Und nicht nur in deinen.


----------



## Seeefe (29. Dezember 2011)

Für mich ganz klar Sandy-Bridge.
Der i5-2500k kam dieses Jahr in meinen neuen Rechner (meine erste Intel CPU ) und der i5 ist einfach phänomenal! 
Dazu kam noch der sehr sehr schöne Preis, den ich von Intel eig. garnicht kannte. 150€ hat mein i5-2500k noch gekostet!


----------



## Alex555 (29. Dezember 2011)

I5 2500k aufgrund seines super Preis/Leistungs Verhältnisses
HD 6950 die man ja zur 6970 freischalten konnte 
HD 7970


----------



## FreezerX (29. Dezember 2011)

Meine Hardwareprodukte 2011: 

> Intel Core i5-2500K (und allg. Sandy Bridge). 
> Crucial m4. Hat den wohl größten Konkurrenten OCZ Vertex 3 durch Zuverlässigkeit und reale Geschwindigkeit (und nicht durch theoretische Blender-Werte) geschlagen. 
Und das Zusammenspiel von SSD-Gefühl und sinkenden Preisen machen SSDs generell zu Top-Hardware.


----------



## Mix3ry (29. Dezember 2011)

i5-2500k

Eigentlich Sandy Bridge.

Noch nie eine CPU mit derart viel Zuspruch und P/L gesehen.


----------



## PontifexM (29. Dezember 2011)

Mix3ry schrieb:


> i5-2500k
> 
> Eigentlich Sandy Bridge.
> 
> Noch nie eine CPU mit derart viel Zuspruch und P/L gesehen.


 
dito !


----------



## kazzig (29. Dezember 2011)

i5-2500k
Crucial M4


----------



## Hansvonwurst (29. Dezember 2011)

Ich würde noch Platin-Netzteile, wie das Enermax Platimax einbringen. Allerdings sind die, wie die schnellen SSDs eher eine konsequente Weiterentwicklung.
Dazu wäre noch die Logitech G400 als Nachfolge einer Legende und P/L-Maus zu nominieren.
Der bereits nominierte E-350 ist für mich einer der Favoriten, zwar nicht für Gamer, aber für Office und im Mobilen Bereich.


----------



## BikeRider (29. Dezember 2011)

ROHDATEN:
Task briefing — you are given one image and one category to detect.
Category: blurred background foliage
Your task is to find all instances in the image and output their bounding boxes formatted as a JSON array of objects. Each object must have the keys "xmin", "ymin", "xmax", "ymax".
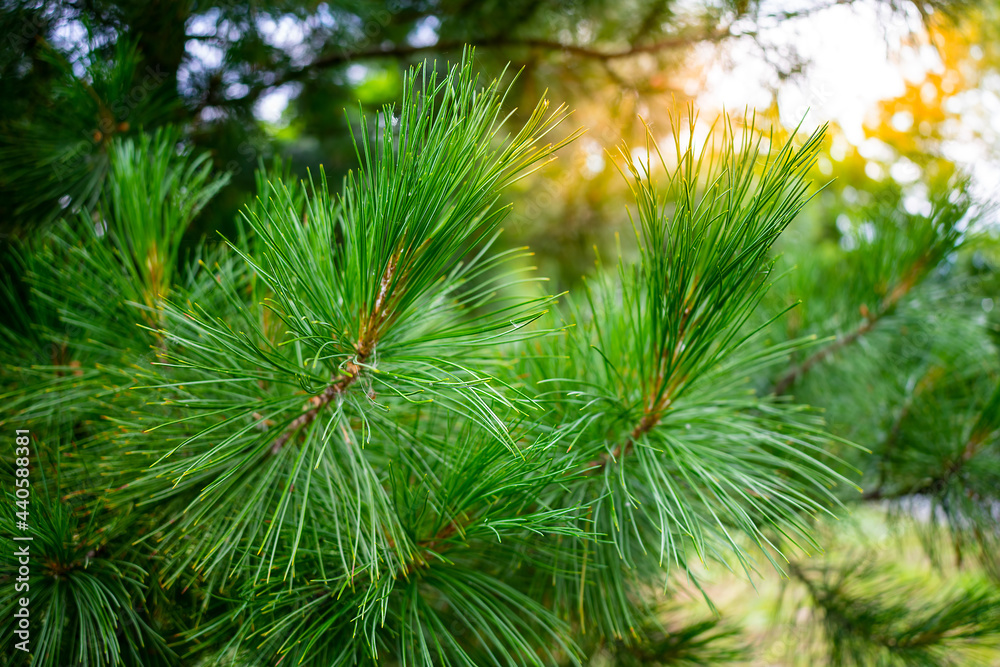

AUFGABENSTELLUNG: Welche SSD hat laut FreezerX im Quellenauszug die OCZ Vertex 3 geschlagen?

LÖSUNG DER AUFGABE: Die Crucial m4.